» 入力データ:
###

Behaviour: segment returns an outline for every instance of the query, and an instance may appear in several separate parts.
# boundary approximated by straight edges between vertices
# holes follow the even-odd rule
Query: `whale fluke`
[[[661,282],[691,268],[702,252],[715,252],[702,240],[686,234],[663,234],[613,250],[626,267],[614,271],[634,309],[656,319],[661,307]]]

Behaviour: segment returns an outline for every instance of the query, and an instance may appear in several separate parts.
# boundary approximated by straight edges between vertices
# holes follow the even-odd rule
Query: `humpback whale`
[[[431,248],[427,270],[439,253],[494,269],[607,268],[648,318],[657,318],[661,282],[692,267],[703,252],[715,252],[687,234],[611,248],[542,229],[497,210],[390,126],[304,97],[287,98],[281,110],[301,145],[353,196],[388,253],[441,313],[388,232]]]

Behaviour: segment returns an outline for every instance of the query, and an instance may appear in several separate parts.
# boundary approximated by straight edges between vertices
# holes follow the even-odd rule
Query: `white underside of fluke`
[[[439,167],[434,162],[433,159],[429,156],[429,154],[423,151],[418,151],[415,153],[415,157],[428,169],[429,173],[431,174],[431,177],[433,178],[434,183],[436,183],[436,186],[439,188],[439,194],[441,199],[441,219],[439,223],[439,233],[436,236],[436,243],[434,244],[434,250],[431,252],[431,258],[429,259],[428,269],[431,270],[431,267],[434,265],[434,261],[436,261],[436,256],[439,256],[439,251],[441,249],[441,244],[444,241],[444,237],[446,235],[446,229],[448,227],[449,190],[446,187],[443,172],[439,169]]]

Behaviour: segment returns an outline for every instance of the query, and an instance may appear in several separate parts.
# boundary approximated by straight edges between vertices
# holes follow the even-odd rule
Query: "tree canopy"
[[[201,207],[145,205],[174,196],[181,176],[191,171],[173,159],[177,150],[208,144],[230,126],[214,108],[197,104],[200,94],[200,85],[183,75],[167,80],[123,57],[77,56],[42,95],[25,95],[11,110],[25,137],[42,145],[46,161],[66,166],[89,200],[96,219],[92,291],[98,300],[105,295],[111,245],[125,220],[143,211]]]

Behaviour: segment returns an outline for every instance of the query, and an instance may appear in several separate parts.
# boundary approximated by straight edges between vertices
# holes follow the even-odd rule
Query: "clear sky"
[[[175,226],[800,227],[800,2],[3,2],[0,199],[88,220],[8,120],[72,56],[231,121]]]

###

» 作業内容: 上記の項目から、文字列「fluke」を含む行をすべて返してください。大文字と小文字は区別されます。

» 問題の解答:
Query: `whale fluke`
Query: `white underside of fluke`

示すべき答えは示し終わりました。